— Begin —

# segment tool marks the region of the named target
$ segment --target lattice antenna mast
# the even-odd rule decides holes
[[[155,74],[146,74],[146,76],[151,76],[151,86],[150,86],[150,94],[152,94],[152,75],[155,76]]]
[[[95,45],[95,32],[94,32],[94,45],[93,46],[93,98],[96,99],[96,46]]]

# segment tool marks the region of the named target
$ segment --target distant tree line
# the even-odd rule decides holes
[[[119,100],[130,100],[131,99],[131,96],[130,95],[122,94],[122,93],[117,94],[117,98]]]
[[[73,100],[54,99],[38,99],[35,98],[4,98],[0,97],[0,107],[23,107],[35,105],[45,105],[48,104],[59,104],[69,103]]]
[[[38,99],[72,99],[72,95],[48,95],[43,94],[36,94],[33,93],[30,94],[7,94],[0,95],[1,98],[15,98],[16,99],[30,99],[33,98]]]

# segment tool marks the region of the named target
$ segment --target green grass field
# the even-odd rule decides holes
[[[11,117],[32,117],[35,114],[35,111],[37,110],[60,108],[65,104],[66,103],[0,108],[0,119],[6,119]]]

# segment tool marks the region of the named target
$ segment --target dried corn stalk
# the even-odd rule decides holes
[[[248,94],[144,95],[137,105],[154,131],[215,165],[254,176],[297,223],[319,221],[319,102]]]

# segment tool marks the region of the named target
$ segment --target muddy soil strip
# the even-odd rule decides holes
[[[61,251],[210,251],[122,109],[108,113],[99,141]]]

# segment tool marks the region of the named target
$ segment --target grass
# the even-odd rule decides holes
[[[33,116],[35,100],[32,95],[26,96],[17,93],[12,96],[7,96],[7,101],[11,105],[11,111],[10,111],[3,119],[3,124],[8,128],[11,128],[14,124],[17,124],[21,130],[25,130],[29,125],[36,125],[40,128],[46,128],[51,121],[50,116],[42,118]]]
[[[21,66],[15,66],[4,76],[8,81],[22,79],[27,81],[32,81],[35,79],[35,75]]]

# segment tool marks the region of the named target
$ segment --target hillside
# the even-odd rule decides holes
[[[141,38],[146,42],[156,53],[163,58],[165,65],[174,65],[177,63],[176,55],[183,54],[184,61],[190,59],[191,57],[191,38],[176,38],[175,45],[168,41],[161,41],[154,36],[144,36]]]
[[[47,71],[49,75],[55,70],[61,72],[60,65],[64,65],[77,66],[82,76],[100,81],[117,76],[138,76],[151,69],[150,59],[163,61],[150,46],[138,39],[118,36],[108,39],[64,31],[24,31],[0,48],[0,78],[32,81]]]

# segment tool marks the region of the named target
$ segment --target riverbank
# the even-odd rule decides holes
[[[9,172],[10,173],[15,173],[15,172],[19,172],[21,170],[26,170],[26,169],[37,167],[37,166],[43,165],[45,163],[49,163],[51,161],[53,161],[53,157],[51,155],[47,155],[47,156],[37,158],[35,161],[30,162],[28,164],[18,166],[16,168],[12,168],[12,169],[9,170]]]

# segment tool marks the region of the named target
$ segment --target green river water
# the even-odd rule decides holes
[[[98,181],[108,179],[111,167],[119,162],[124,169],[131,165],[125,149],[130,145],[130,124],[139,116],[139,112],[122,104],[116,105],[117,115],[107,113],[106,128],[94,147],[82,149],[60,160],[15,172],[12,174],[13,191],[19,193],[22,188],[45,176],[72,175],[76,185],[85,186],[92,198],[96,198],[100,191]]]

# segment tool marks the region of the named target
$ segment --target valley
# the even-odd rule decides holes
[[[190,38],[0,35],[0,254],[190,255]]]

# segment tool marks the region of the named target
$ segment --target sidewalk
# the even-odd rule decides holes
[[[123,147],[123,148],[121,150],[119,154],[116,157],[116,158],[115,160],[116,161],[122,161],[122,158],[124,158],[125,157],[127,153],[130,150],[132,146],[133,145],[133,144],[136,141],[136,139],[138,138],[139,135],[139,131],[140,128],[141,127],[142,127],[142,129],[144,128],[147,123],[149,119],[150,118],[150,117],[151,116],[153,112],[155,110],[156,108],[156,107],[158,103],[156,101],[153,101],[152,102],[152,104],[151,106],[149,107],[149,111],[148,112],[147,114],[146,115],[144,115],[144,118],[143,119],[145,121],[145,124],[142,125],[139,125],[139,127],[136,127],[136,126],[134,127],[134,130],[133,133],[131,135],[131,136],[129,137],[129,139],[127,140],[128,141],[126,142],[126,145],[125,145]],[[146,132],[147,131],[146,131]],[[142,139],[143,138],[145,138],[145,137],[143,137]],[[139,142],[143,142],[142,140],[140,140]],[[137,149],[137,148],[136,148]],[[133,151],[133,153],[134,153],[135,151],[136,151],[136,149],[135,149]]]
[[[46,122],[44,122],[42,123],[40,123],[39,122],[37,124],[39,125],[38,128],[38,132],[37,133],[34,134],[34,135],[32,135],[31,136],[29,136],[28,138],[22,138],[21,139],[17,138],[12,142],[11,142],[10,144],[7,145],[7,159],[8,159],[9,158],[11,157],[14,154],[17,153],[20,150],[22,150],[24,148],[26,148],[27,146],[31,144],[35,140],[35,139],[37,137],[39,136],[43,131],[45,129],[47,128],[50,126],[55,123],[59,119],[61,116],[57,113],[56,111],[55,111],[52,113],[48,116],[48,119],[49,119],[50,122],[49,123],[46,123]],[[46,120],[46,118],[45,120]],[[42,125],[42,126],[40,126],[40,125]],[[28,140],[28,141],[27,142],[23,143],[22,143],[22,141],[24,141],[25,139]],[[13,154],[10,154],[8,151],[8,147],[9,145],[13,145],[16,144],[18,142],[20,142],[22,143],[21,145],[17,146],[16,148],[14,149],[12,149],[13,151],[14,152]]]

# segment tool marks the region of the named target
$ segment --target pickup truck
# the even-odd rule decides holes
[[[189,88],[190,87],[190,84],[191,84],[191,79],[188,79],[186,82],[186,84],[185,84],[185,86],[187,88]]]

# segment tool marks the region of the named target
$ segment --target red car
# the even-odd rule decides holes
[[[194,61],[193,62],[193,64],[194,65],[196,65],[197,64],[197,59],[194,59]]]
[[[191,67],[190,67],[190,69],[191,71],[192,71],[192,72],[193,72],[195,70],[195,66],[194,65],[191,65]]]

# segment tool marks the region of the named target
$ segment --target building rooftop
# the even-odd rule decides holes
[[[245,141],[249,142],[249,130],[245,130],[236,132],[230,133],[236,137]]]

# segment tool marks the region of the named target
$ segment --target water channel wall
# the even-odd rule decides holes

— End —

* Stated exercise *
How many lines in the items above contain the string "green"? Case counts, so give only the number.

* Result of this exercise *
2